(Dataset items)

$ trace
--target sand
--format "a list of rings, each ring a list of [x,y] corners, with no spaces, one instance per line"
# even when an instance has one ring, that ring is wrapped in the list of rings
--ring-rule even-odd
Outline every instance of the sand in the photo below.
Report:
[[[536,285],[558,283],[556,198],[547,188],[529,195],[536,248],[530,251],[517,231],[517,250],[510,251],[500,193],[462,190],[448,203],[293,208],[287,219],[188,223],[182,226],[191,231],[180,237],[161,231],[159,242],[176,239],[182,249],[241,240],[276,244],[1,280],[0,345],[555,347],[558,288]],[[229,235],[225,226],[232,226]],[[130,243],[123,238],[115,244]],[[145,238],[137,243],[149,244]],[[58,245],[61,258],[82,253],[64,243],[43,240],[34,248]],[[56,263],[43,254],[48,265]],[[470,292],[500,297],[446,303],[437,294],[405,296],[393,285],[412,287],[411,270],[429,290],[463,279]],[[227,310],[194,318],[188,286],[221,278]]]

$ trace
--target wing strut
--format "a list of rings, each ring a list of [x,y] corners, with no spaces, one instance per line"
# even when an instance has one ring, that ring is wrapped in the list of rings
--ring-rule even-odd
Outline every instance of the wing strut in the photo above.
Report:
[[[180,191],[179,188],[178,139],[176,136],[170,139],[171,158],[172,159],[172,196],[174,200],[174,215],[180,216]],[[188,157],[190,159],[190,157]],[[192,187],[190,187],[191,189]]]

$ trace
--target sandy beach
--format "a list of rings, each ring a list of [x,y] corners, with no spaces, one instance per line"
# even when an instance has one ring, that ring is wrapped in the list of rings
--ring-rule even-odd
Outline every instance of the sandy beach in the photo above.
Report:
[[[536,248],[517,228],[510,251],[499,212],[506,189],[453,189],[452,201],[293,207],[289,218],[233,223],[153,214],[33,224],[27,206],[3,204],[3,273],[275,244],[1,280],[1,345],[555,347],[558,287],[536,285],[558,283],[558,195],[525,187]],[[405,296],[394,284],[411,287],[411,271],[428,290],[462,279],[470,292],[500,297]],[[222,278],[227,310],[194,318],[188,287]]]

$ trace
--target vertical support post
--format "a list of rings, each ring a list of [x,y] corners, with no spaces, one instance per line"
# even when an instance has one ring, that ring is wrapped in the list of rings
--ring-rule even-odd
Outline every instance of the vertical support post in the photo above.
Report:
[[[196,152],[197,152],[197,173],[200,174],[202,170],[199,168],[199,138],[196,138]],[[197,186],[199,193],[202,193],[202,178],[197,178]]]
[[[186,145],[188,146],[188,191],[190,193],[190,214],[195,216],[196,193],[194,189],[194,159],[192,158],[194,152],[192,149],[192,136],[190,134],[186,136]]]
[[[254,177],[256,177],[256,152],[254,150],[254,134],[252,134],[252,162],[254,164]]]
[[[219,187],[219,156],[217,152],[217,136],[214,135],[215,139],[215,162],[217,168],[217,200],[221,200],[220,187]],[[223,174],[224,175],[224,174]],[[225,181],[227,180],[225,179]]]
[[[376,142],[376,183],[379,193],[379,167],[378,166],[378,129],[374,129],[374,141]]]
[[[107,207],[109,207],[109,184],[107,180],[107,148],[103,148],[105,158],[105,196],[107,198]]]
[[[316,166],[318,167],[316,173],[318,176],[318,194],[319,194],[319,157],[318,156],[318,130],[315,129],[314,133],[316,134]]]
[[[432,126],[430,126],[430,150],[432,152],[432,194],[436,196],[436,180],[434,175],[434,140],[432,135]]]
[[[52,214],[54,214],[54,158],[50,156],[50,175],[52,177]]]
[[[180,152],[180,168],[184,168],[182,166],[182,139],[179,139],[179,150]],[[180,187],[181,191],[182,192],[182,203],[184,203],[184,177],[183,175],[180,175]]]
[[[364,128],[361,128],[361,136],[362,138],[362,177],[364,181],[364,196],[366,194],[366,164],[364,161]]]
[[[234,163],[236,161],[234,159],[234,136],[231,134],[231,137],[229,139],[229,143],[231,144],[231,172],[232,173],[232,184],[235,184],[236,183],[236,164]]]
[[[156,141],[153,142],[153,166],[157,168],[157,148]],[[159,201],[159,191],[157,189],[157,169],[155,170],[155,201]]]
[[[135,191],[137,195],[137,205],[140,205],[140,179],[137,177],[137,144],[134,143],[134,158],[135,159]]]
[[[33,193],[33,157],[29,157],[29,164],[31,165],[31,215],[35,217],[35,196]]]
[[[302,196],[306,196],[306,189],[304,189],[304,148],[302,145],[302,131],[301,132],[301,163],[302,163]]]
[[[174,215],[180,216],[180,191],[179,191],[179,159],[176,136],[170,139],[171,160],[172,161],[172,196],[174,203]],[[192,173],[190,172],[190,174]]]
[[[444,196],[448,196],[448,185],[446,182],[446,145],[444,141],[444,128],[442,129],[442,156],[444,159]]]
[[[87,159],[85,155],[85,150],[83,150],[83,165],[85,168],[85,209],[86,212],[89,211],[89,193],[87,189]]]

Task directions: Write out every record shown above, word for word.

Answer in full:
$ trace
--target sand
--format "a list of rings, each ring a list of [x,y] corners, with no spaces, one instance per line"
# even when an instance has one ring, that ring is wrapped in the list of rings
--ring-rule even-odd
Outline every instance of the sand in the photo below.
Report:
[[[536,285],[558,283],[556,198],[547,188],[529,195],[536,248],[530,251],[517,231],[517,250],[510,251],[500,193],[462,190],[448,203],[293,208],[287,219],[188,223],[182,226],[191,231],[180,237],[161,231],[159,242],[176,239],[182,249],[241,240],[276,244],[1,280],[0,345],[555,347],[558,288]],[[229,235],[225,226],[232,226]],[[130,243],[123,238],[115,244]],[[145,238],[137,243],[149,244]],[[58,245],[61,258],[82,253],[64,243],[43,240],[34,248]],[[56,263],[43,254],[48,265]],[[470,292],[500,297],[446,303],[437,294],[405,296],[393,285],[412,287],[411,270],[429,290],[463,279]],[[227,310],[194,318],[188,286],[221,278]]]

$ trace
--target wing strut
--format "a list of rings, each ring a list of [x,y] corners, with no spaces, one instance per line"
# even when an instance has one ring, that ring is wrapped in the list of rings
--ring-rule even-odd
Outline every instance of the wing strut in the photo above.
Report:
[[[180,191],[179,188],[178,139],[176,136],[170,139],[171,158],[172,159],[172,196],[174,200],[174,215],[180,216]],[[188,157],[190,159],[190,157]],[[192,187],[190,187],[191,189]]]

$ trace
--target sandy beach
--format "a list of rings, each ring a list of [x,y] corners, with no spaces, one instance per line"
# even when an instance has one ring, that ring is wrapped in the list of rings
--ring-rule even-odd
Outline every instance of the sandy beach in the photo above.
Report:
[[[536,248],[517,228],[510,251],[499,212],[506,189],[453,189],[452,201],[293,207],[289,218],[233,223],[153,214],[33,224],[27,206],[3,204],[3,273],[275,244],[1,280],[1,345],[555,347],[558,287],[536,285],[558,283],[558,195],[525,187]],[[405,296],[394,284],[411,287],[411,271],[428,290],[462,279],[470,292],[500,297]],[[222,278],[227,310],[194,318],[188,287]]]

$ trace
--target vertical support post
--format "a list of rings, each ring a list of [x,y] corners, with no spaces, one instance per line"
# even when an instance has one ring, that ring is wrapped in the list of rings
--ring-rule even-odd
Outline every instance of the vertical support post in the photo above.
Report:
[[[196,152],[197,152],[197,173],[200,174],[202,170],[199,168],[199,138],[196,138]],[[197,186],[199,193],[202,193],[202,178],[197,178]]]
[[[186,145],[188,146],[188,191],[190,193],[190,214],[195,216],[196,193],[194,189],[194,159],[192,158],[194,152],[192,149],[192,136],[190,134],[186,136]]]
[[[254,177],[256,177],[256,152],[254,150],[254,134],[252,134],[252,162],[254,164]]]
[[[219,187],[219,156],[217,152],[217,136],[214,135],[215,139],[215,162],[217,168],[217,200],[221,200],[220,187]],[[223,174],[224,175],[224,174]],[[225,181],[227,180],[225,179]]]
[[[376,142],[376,183],[379,193],[379,167],[378,166],[378,129],[374,129],[374,141]]]
[[[107,207],[109,207],[109,184],[107,180],[107,148],[103,148],[105,158],[105,196],[107,198]]]
[[[316,166],[318,167],[316,173],[318,176],[318,194],[319,194],[319,157],[318,156],[318,130],[315,129],[314,133],[316,134]]]
[[[432,126],[430,126],[430,150],[432,152],[432,194],[436,196],[436,180],[434,175],[434,140],[432,135]]]
[[[52,214],[54,214],[54,158],[50,156],[50,175],[52,177]]]
[[[180,152],[180,168],[184,168],[182,166],[182,139],[179,139],[179,150]],[[180,187],[181,191],[182,192],[182,203],[184,203],[184,177],[183,175],[180,175]]]
[[[364,128],[361,128],[361,136],[362,138],[362,177],[364,181],[364,196],[366,194],[366,164],[364,161]]]
[[[234,163],[236,161],[234,159],[234,136],[231,134],[231,137],[229,139],[229,143],[231,144],[231,172],[232,173],[232,184],[235,184],[236,183],[236,164]]]
[[[156,141],[153,142],[153,166],[157,168],[157,148]],[[159,201],[159,191],[157,189],[157,169],[155,170],[155,201]]]
[[[135,191],[137,195],[137,205],[140,205],[140,179],[137,177],[137,144],[134,143],[134,158],[135,159]]]
[[[33,193],[33,157],[29,157],[29,164],[31,165],[31,215],[35,217],[35,196]]]
[[[302,196],[306,196],[306,189],[304,189],[304,148],[302,145],[302,131],[301,132],[301,163],[302,163]]]
[[[174,215],[180,216],[180,191],[179,191],[179,159],[176,136],[170,139],[171,160],[172,161],[172,196],[174,203]],[[192,173],[190,172],[190,174]]]
[[[444,196],[448,196],[448,185],[446,182],[446,145],[444,141],[444,128],[442,129],[442,156],[444,159]]]
[[[87,159],[85,155],[85,150],[83,150],[83,165],[85,168],[85,209],[86,212],[89,211],[89,193],[87,189]]]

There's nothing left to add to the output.